:: Passage to read

Libre office calc and excel showing different value - python

I am trying to do some date parsing in python and while parsing I came to this weird error that said
time data 'nan' does not match format '%d/%m/%y'
As i checked my .csv file in libreoffice calc everything looked fine. No nan values what so ever. However when I checked it in excel(excel mobile version. Since I don't want to pay) I saw different value. Value that was shown as follows in different editor
Libre office calc - 11/09/93
excel - ########.
Here is a screenshot below:
How could I change it in LibreOffice or python so that it won't be treated as nan values but the real values like they should be.
I don't have much knowledge in excel and Libreoffice calc so any explanation to solve this simple issue would be welcome.
Here is the python code
import pandas as pd
from datetime import datetime as dt
loc = "C:/Data/"
season1993_94 = pd.read_csv(loc + '1993-94.csv')

::::
:: Extracted entries

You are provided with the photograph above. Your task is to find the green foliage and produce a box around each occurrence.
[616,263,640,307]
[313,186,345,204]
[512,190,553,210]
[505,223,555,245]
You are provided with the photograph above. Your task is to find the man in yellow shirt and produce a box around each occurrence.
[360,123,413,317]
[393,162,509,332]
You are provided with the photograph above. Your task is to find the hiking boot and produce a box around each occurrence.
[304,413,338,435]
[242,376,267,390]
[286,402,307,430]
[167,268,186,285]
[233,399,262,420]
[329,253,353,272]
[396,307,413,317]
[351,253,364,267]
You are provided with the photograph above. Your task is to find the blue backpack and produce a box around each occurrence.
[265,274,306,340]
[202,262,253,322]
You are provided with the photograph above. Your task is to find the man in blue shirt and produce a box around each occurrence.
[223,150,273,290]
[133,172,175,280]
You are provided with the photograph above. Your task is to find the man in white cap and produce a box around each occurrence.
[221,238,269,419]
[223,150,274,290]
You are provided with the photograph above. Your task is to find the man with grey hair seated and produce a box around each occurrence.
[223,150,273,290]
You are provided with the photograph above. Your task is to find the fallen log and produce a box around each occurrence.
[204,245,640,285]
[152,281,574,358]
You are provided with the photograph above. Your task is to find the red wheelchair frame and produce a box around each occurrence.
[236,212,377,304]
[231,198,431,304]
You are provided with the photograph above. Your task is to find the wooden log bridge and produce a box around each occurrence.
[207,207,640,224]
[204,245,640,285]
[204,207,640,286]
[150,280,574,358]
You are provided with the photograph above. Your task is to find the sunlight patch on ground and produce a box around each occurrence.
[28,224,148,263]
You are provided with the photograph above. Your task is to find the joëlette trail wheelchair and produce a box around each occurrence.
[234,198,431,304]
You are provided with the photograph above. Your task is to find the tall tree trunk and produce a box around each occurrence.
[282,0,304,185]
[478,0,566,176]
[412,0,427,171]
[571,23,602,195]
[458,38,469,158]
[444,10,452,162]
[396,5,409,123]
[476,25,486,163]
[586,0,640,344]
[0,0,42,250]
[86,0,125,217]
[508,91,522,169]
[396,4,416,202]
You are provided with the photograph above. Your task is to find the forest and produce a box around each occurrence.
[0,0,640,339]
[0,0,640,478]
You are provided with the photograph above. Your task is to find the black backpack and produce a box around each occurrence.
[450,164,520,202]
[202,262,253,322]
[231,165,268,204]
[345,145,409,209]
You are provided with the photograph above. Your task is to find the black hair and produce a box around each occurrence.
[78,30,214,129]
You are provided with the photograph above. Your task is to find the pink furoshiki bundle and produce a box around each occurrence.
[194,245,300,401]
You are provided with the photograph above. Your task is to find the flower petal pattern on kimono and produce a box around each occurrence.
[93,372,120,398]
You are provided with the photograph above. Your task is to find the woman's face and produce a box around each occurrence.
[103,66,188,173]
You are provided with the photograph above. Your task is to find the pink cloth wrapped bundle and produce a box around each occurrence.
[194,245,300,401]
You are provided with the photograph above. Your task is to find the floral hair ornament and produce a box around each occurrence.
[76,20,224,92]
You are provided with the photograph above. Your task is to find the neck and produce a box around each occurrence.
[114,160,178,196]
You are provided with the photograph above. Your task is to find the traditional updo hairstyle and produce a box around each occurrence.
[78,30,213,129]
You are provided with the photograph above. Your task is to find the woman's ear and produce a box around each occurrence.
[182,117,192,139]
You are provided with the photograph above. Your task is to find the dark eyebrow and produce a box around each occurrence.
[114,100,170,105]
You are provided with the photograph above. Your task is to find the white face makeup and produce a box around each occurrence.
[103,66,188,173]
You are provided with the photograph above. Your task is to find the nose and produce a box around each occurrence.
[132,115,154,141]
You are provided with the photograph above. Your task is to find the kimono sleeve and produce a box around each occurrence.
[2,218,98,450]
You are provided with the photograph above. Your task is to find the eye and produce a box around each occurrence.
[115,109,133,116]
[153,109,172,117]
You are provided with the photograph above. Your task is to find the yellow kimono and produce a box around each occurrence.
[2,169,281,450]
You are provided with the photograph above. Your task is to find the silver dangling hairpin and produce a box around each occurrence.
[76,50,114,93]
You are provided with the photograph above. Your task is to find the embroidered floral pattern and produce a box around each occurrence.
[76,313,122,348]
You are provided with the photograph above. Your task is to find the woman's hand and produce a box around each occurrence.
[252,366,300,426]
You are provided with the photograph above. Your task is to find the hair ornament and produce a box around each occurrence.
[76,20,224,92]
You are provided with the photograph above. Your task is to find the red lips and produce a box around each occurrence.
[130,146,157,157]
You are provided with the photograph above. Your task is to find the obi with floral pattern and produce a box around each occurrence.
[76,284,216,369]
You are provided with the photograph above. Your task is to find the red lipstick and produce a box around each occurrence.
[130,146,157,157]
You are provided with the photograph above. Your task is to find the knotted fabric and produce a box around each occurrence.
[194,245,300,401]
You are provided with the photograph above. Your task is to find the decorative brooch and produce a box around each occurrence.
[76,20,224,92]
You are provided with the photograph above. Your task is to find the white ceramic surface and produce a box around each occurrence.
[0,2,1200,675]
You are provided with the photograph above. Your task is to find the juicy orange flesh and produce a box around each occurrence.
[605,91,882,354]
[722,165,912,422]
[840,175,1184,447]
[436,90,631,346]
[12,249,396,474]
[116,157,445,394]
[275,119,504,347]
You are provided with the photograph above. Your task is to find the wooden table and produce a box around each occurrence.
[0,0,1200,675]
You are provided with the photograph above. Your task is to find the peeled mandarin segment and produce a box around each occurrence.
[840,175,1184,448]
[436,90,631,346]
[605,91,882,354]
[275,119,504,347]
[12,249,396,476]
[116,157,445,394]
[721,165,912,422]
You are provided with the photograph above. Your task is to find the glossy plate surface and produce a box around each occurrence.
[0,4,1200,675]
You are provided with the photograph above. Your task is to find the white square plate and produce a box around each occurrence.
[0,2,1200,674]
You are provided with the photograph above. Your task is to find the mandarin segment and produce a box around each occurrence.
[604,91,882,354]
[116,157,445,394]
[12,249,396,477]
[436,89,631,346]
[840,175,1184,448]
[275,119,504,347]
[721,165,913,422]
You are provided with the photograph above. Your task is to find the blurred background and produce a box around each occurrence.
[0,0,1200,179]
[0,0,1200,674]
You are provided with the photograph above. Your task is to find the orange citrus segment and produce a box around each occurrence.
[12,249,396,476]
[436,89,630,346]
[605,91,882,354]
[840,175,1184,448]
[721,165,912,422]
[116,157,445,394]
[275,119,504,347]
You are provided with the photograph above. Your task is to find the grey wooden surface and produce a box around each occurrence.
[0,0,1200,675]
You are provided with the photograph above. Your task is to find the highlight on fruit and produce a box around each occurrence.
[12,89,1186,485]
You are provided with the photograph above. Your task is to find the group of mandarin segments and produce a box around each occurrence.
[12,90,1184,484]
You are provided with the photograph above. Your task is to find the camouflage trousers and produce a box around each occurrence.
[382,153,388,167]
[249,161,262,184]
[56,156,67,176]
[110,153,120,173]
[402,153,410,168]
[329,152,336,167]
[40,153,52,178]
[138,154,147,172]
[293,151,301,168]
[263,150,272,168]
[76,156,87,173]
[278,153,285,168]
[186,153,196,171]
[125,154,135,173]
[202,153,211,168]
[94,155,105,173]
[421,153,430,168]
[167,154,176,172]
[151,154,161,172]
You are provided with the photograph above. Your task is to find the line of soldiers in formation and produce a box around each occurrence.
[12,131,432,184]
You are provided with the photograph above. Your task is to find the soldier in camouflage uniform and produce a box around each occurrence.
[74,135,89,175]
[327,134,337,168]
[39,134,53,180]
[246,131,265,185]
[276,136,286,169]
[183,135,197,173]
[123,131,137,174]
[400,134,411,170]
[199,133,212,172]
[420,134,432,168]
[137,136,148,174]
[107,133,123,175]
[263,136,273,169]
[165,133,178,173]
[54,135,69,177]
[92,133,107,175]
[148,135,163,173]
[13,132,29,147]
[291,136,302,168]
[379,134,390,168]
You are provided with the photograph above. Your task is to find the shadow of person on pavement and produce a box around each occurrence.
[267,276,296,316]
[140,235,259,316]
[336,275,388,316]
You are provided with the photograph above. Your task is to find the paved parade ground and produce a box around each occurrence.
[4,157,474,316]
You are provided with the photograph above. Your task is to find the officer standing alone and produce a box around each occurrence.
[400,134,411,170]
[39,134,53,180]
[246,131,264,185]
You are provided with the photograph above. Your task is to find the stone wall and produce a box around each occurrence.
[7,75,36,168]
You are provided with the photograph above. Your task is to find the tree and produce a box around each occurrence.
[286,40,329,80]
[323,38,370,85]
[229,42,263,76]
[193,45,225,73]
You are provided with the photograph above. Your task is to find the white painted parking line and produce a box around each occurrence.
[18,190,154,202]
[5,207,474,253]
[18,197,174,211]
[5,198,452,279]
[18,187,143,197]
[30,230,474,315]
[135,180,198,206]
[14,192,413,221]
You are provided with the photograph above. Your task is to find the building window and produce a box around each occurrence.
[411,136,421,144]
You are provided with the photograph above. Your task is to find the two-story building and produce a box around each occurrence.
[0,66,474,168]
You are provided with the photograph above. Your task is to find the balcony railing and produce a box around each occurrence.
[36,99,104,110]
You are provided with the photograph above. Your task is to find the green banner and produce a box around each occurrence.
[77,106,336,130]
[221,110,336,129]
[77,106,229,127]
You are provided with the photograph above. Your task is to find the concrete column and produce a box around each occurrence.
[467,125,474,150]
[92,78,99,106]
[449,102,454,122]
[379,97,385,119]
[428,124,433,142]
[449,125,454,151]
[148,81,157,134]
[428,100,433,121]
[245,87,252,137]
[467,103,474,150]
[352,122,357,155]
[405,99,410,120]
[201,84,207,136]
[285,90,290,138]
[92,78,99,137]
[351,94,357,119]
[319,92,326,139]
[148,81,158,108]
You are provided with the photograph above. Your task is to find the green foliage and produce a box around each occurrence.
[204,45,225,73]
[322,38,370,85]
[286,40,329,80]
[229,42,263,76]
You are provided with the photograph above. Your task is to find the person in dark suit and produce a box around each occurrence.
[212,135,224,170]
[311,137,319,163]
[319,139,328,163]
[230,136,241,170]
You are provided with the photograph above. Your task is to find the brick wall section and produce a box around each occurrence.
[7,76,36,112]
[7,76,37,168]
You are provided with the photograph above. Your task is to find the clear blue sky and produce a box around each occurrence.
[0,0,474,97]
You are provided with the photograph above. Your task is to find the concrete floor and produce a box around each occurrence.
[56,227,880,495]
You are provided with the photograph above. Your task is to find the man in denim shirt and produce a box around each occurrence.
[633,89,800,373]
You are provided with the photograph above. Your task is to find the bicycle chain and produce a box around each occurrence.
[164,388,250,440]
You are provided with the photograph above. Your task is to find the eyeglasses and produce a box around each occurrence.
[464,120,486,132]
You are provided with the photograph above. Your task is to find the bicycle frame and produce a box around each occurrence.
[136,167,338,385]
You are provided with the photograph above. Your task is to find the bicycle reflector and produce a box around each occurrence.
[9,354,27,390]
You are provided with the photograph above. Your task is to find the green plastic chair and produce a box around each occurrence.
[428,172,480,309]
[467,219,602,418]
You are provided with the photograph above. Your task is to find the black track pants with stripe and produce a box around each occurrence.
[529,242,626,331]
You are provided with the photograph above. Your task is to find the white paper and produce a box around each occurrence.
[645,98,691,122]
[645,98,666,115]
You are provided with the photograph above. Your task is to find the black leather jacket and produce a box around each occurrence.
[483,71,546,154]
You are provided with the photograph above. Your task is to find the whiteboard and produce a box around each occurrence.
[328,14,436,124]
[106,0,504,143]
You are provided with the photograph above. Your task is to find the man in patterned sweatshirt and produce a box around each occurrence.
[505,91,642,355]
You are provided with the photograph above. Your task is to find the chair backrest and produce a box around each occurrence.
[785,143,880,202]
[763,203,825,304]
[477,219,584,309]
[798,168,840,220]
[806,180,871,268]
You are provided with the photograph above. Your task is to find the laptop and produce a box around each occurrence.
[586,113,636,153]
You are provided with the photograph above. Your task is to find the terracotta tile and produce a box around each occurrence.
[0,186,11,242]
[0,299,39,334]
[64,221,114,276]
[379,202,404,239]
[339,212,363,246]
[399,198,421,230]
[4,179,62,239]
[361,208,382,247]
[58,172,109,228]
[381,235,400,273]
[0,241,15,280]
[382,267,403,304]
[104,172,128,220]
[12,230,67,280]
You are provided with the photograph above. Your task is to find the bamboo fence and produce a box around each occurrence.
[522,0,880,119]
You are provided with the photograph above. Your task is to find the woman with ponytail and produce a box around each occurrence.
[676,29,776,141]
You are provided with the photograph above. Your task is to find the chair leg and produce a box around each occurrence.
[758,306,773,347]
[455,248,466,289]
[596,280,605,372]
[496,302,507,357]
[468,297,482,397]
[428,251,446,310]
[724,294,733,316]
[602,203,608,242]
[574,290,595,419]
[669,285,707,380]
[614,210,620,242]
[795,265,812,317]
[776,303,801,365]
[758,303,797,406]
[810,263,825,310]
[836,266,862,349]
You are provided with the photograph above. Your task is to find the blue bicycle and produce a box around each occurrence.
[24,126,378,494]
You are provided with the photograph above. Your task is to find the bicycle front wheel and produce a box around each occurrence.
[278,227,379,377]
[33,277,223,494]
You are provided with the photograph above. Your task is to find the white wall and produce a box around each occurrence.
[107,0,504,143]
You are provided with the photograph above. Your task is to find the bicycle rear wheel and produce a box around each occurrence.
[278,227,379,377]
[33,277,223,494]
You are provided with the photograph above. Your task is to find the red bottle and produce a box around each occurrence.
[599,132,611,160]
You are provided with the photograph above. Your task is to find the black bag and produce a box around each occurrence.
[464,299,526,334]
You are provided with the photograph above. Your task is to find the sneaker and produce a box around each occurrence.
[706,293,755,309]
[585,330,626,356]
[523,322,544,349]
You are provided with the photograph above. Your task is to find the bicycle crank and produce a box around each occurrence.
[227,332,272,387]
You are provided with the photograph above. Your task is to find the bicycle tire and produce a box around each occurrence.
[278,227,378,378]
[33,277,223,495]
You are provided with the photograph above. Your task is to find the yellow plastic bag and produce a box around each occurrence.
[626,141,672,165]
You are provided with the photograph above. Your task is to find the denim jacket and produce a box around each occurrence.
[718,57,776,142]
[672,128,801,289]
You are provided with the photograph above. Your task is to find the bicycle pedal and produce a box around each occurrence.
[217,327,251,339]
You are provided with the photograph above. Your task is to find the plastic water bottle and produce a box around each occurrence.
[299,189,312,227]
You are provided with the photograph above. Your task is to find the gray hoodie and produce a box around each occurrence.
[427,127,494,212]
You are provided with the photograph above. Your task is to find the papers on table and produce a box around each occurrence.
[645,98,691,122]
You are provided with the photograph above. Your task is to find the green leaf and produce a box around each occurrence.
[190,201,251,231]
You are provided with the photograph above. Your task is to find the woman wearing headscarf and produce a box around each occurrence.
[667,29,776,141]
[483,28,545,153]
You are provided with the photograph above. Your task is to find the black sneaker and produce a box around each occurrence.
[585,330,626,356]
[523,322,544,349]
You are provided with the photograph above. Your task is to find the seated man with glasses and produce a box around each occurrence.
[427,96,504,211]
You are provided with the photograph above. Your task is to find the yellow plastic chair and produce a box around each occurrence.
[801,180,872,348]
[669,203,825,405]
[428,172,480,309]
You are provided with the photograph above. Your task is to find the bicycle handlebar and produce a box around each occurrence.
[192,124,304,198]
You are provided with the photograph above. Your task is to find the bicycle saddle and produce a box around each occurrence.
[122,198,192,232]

::::

To be done:
A. Rewrite the paragraph of the date-parsing question that begins "As i checked my .csv file" more briefly, keeping its main facts.
B. Reproduce the date-parsing question from "Here is a screenshot" up to and including "would be welcome.".
C. Carry on the date-parsing question from its last line.

Answers to the exercise:
A. The .csv file looked fine in LibreOffice Calc, with no nan values. The mobile version of Excel, used to avoid paying, showed a different value.

B.
Here is a screenshot below:
How could I change it in LibreOffice or python so that it won't be treated as nan values but the real values like they should be.
I don't have much knowledge in excel and Libreoffice calc so any explanation to solve this simple issue would be welcome.

C.
def parse_date_type1(date):
if date == '':
return None
return dt.strptime(date, '%d/%m/%y').date()
def parse_date_type2(date):
if date == '':
return None
return dt.strptime(date, '%d/%m/%Y').date()
season1993_94.Date = season1993_94.Date.astype(str).apply(parse_date_type1)
Error:
<ipython-input-13-46ff7e1afe94> in <module>()
----> 1 season1993_94.Date = season1993_94.Date.astype(str).apply(parse_date_type1)
ValueError: time data 'nan' does not match format '%d/%m/%y'
PS: If the question seems inappropriate as per the context given, please feel free to edit it.

To see what is going on, use a text editor such as Notepad++. Viewing with Excel or Calc may not show the problem; at least, the problem cannot be seen from the images in the question.
The error occurs with a CSV file consisting of the following three lines.
Date,Place
28/08/93,Southampton
,Newcastle
Here is the solution, adapted from How to convert string to datetime with nulls - python, pandas?
season1993_94['Date'] = pd.to_datetime(season1993_94['Date'], errors='coerce')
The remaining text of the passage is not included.